### GEKOZEN FRAGMENT

Interieur zonder kleur
Els Fiers | Focus-Knack, 5 December 2006
Tot hiertoe was het doorgaans gebiologeerd kijken naar de maquettes van Hans Op de Beeck (37). In zijn op schaal uitgewerkte stadslandschappen zat al eens een ijzeren vervreemdingselement, een verleidelijk futuristisch rampscenario of een romantische, Friedrich-achtige verlatenheid. Die sferen voor dolende zielen hadden iets doorgedrevens, waardoor ze poëtisch en geloofwaardig bleken. Voor Family, Scenes and Sceneryzijn echter niet langer de stadsscènes, maar wel families en binnenhuistaferelen aan de orde. Drastisch afwijken van zijn gebruikelijke beeldtaal doet Op de Beeck daarmee niet, maar de donkere dimensie van vroeger valt wel minder intens uit. Op de afgeborstelde tentoonstelling vind je onder meer een elegante, verkleinde woonkamer die helemaal in glimmende zwarte autolak is gespoten. Interieurtechnisch zitten er opzettelijke fouten in de inrichting: voor het strakke, moderne architectuurframe zijn de meubels te log en is het kerstboompje te alledaags. Ook de uitvergrote witte feestdis met taarten en propvolle asbakken is een angstvallig afgewerkte eyecatcher, en dat geldt nog eens voor een melancholische, grijze kasteelsetting die ontsnapt lijkt uit de film Great Expectations. Mooi, maar toch is er iets aan de hand en mis je een ingrediënt dat voorheen duidelijker uit het werk van Op de Beeck sprak.

######
### UITTREKSEL GEGEVENS

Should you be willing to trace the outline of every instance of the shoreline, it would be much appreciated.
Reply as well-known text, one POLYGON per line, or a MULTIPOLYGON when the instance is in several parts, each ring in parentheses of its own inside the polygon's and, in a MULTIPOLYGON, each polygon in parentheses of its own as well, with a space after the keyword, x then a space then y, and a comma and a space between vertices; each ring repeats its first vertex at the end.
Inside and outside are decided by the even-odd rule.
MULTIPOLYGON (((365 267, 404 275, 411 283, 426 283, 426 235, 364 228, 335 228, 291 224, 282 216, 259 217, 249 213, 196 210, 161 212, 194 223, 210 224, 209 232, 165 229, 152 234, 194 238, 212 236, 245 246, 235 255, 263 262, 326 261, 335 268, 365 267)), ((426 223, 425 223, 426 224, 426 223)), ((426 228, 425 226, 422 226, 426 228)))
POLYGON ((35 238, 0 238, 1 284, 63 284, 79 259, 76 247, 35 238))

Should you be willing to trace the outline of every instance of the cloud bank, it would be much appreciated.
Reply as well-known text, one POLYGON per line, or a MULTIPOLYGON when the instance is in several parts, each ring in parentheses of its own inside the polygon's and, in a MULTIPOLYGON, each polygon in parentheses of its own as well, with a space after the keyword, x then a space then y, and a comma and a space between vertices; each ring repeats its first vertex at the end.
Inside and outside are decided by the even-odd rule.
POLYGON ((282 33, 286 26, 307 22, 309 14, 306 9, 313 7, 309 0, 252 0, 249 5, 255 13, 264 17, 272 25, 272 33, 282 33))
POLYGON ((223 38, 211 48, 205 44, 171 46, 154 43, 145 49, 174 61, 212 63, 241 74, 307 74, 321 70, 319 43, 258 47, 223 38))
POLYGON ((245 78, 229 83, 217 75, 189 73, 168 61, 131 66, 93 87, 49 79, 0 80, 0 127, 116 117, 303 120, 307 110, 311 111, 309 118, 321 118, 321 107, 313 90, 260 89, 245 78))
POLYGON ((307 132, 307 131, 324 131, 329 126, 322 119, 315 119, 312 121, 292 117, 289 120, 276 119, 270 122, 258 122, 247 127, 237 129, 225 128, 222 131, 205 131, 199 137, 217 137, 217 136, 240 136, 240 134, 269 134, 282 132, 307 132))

######

_OPDRACHT_
Schrijf het volgende stuk van de recensie over de tentoonstelling van Hans Op de Beeck, aansluitend op de laatste zin.

_UITKOMST_
In de video The Stewarts have a party wordt een fictieve familie bij elkaar gemanipuleerd en geportretteerd in een kraakwit decor. Verzorgd is de film zonder meer, maar meeslepend is anders en dat heeft veel te maken met een nogal gezochte visuele invulling. Ook de witte bas-reliëfs van achtergebleven feestinterieurs kunnen moeilijk overtuigen. Dezelfde curieuze ballonnetjes uit The Stewarts en dezelfde klinische witheid maken de vlakke sculpturen decoratief en een beetje kil, en het is niet gemakkelijk om er een logica in te ontdekken. Dankzij een paar stevige installaties is Family lang geen onverdienstelijke expo, maar verbazend genoeg spreekt er een burgerlijkheid uit die stremmend werkt. De toon is fatsoenlijk, met een schepje kijk-eens-hoe-banaal-toch, die leren mammoetkeutelzetels van de bourgeoisie. En in die schemerzone blijf je vaak in het ongewisse over waar Op de Beeck juist naartoe wil.